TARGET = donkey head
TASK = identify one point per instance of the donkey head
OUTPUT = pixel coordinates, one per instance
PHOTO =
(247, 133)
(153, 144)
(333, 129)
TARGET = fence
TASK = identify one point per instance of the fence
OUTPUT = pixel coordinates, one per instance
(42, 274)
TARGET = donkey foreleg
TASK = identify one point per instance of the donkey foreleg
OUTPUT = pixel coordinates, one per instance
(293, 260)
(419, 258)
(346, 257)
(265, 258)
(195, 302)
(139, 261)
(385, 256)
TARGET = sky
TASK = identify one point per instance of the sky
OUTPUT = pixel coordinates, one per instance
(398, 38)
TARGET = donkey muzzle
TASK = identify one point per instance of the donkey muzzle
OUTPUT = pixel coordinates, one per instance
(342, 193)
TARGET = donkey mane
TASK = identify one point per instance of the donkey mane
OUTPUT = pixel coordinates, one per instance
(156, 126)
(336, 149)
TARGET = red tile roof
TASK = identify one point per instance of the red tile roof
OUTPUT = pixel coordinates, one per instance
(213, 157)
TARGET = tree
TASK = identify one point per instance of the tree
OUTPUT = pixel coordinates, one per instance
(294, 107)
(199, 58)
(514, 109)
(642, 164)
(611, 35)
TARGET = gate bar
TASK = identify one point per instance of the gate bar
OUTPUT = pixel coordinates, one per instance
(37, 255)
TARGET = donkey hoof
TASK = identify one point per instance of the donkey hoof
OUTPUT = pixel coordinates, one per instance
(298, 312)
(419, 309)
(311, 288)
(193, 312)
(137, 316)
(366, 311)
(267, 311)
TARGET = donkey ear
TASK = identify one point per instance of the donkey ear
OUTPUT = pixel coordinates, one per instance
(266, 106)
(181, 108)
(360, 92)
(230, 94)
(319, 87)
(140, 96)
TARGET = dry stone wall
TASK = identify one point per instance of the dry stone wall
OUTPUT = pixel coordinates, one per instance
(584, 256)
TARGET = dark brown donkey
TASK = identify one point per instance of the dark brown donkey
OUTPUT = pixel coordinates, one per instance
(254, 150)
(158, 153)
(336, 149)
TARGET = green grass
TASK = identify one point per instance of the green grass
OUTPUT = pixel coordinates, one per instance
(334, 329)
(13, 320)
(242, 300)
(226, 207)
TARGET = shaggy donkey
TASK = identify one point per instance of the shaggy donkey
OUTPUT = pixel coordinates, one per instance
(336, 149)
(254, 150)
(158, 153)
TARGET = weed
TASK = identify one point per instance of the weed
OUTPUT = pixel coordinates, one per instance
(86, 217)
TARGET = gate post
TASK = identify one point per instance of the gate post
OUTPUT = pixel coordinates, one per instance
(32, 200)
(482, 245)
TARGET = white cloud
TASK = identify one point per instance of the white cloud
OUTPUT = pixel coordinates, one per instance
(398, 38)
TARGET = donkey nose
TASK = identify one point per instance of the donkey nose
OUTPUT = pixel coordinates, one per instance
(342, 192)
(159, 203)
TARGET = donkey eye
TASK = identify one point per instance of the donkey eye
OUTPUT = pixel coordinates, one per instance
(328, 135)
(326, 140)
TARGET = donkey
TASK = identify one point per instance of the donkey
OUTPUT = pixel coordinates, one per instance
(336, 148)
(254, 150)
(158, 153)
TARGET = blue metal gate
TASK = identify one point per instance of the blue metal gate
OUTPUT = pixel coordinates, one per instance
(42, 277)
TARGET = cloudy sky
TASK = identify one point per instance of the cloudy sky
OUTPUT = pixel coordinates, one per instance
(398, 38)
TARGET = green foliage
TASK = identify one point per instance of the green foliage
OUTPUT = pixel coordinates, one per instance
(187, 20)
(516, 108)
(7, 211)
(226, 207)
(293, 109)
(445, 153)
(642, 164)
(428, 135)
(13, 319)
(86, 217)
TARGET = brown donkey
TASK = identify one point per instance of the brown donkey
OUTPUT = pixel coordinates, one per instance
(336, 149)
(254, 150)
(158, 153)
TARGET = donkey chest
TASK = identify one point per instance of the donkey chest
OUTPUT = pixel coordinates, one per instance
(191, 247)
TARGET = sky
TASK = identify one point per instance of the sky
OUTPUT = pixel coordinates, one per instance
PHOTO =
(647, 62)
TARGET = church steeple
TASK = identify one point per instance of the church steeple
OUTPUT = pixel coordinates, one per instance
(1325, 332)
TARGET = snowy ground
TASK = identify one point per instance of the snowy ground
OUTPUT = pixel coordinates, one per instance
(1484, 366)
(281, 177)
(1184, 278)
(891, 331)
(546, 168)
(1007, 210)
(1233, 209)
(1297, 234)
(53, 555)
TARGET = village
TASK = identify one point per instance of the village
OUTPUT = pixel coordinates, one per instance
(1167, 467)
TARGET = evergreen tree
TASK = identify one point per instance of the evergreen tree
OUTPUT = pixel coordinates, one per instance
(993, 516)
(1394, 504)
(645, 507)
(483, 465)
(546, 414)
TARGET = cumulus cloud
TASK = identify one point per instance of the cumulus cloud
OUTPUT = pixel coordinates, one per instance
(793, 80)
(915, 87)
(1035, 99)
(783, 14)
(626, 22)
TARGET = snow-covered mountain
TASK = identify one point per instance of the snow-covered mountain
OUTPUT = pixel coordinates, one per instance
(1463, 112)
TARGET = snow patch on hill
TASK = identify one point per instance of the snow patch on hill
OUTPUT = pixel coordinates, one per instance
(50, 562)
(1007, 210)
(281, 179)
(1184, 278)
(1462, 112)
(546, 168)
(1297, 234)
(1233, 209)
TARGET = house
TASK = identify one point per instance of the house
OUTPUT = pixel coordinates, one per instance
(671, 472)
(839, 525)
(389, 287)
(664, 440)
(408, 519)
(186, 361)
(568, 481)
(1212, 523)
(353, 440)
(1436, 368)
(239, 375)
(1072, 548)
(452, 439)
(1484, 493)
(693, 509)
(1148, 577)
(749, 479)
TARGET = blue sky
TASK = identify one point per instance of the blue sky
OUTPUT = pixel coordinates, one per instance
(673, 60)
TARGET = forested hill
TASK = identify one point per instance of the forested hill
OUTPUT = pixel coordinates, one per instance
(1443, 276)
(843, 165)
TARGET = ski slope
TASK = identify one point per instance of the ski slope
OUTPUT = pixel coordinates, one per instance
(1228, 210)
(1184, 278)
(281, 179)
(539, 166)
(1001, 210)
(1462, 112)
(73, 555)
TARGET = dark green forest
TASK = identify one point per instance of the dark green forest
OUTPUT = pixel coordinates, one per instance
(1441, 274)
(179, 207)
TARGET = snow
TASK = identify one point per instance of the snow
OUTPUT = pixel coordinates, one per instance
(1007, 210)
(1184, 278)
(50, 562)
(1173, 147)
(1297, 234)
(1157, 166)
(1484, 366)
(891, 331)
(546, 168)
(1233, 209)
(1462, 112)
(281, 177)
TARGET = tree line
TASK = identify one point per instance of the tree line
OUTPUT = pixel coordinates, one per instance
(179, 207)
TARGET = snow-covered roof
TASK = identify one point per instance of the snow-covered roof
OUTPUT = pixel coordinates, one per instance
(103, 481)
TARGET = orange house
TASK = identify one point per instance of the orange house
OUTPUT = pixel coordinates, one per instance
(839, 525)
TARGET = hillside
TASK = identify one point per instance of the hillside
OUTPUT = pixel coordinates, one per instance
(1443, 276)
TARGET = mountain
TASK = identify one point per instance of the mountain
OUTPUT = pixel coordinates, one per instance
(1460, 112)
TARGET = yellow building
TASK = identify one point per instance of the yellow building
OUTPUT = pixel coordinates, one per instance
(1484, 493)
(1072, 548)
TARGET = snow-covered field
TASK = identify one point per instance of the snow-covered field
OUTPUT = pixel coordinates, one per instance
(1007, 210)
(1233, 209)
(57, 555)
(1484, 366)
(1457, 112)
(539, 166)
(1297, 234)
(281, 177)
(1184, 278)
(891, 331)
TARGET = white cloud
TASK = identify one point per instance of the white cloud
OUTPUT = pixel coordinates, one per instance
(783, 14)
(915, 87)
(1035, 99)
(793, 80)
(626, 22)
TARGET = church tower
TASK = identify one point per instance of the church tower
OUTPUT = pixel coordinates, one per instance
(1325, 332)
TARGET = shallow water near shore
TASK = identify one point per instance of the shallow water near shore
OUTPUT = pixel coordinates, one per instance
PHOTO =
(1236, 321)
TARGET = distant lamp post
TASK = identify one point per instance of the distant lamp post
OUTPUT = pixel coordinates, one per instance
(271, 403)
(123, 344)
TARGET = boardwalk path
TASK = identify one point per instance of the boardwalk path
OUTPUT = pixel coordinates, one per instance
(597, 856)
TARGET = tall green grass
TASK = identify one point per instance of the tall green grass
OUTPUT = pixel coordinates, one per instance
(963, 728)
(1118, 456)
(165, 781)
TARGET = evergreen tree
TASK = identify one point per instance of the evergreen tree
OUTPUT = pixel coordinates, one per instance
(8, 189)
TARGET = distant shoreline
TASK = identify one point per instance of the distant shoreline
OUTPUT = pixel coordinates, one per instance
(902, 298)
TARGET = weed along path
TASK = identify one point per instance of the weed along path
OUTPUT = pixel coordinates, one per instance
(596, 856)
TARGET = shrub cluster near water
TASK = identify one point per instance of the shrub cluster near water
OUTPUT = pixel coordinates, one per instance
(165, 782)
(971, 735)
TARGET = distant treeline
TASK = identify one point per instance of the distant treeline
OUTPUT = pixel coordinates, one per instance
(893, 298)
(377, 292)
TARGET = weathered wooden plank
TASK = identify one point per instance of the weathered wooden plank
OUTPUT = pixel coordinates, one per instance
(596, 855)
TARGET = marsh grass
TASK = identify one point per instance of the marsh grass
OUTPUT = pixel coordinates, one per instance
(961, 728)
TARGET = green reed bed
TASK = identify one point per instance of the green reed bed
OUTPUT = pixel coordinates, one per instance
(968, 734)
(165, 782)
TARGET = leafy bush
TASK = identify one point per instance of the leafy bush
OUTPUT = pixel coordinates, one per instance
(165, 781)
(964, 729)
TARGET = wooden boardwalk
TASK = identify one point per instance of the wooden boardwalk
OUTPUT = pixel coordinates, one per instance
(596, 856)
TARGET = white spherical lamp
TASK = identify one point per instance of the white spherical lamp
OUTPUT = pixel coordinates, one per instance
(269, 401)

**Given task**
Reproduce the material from the line with "TARGET = distant treeline" up to and including its final line, substituting "salt meadow grass" for every "marsh grass" and leaving everything else unchanged.

**Exercise response**
TARGET = distant treeline
TASK = identify one point per instance of the distant treeline
OUTPUT = pixel coordinates, one per instance
(893, 298)
(377, 292)
TARGET = weathered wooden plank
TASK = identify one point per instance of the weathered wooden plank
OUTPUT = pixel coordinates, one per instance
(596, 855)
TARGET = salt meadow grass
TASK = identify one point per instance of the salt meadow grass
OUTPUT = pixel coordinates, one per instance
(961, 728)
TARGET = green reed bed
TASK = identify one point per instance of the green reed bed
OUTPUT = pixel coordinates, one per instance
(968, 734)
(165, 782)
TARGET = leafy bush
TASK = identify one point per instance of the leafy bush
OUTPUT = pixel coordinates, one per instance
(165, 781)
(964, 729)
TARGET = wooden boardwalk
TASK = identify one point per instance of the wooden boardwalk
OUTPUT = pixel coordinates, one per instance
(596, 856)
TARGET = white spherical lamp
TASK = identify one point per instance of the white spherical lamp
OUTPUT = pixel coordinates, one per instance
(269, 401)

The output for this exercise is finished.